* _Task to complete_
Reproduce each of the following entries verbatim, from the first line to the last.

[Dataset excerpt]
%%

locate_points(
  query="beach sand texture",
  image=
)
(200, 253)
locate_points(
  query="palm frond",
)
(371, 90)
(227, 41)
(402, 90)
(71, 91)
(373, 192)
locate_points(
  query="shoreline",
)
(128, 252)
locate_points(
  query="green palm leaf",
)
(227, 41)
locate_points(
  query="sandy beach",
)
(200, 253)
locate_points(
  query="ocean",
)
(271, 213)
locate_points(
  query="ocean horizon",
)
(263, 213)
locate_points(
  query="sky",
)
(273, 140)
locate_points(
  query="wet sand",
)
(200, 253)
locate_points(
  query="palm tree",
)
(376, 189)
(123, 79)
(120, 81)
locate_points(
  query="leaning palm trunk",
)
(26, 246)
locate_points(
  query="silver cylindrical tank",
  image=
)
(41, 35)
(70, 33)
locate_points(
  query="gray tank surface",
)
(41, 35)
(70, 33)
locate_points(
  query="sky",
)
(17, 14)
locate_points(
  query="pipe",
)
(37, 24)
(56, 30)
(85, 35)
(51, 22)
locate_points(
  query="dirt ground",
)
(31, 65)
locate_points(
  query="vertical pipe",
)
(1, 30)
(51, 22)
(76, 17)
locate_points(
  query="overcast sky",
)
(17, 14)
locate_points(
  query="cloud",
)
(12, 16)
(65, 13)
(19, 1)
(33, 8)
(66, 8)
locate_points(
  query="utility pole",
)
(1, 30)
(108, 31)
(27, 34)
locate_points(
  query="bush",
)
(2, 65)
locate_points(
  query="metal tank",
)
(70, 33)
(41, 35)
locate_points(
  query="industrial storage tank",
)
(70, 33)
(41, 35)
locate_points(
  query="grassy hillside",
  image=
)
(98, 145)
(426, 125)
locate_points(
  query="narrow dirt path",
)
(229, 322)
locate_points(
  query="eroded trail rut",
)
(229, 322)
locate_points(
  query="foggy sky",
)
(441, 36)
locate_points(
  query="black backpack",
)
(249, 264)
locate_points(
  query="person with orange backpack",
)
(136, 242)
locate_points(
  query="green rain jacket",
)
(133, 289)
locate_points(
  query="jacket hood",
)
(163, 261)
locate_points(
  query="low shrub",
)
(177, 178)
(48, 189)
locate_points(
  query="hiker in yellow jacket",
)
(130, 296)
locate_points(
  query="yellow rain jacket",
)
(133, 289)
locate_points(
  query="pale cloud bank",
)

%%

* _Solved exercise_
locate_points(
  query="beach sand texture",
  image=
)
(200, 253)
locate_points(
  query="palm frond",
)
(371, 90)
(227, 41)
(402, 90)
(71, 91)
(373, 192)
locate_points(
  query="shoreline",
)
(128, 252)
locate_points(
  query="green palm leaf",
)
(227, 41)
locate_points(
  query="sandy beach",
)
(200, 253)
locate_points(
  query="ocean",
)
(271, 213)
locate_points(
  query="ocean horizon",
)
(263, 213)
locate_points(
  query="sky",
)
(273, 140)
locate_points(
  query="wet sand",
)
(200, 253)
locate_points(
  query="palm tree",
)
(376, 189)
(123, 79)
(120, 81)
locate_points(
  query="leaning palm trunk",
)
(26, 246)
locate_points(
  query="silver cylindrical tank",
  image=
)
(41, 35)
(70, 33)
locate_points(
  query="gray tank surface",
)
(41, 35)
(70, 33)
locate_points(
  query="sky",
)
(17, 14)
locate_points(
  query="pipe",
)
(37, 24)
(56, 30)
(85, 35)
(51, 22)
locate_points(
  query="dirt ground",
)
(31, 65)
locate_points(
  query="vertical pipe",
)
(1, 30)
(51, 22)
(76, 17)
locate_points(
  query="overcast sky",
)
(17, 14)
locate_points(
  query="cloud",
)
(12, 16)
(65, 13)
(19, 1)
(33, 8)
(66, 8)
locate_points(
  query="utility pole",
)
(1, 30)
(108, 31)
(27, 34)
locate_points(
  query="bush",
)
(2, 65)
locate_points(
  query="metal tank",
)
(70, 33)
(41, 35)
locate_points(
  query="industrial storage tank",
)
(70, 33)
(41, 35)
locate_points(
  query="grassy hillside",
  image=
)
(98, 145)
(426, 125)
locate_points(
  query="narrow dirt path",
)
(229, 322)
locate_points(
  query="eroded trail rut",
)
(229, 322)
locate_points(
  query="foggy sky",
)
(441, 36)
locate_points(
  query="black backpack",
)
(249, 264)
locate_points(
  query="person with orange backpack",
)
(136, 242)
locate_points(
  query="green rain jacket",
)
(133, 289)
locate_points(
  query="jacket hood",
)
(163, 261)
locate_points(
  query="low shrub",
)
(177, 178)
(48, 189)
locate_points(
  query="hiker in yellow jacket",
)
(130, 296)
locate_points(
  query="yellow rain jacket",
)
(133, 289)
locate_points(
  query="pale cloud bank",
)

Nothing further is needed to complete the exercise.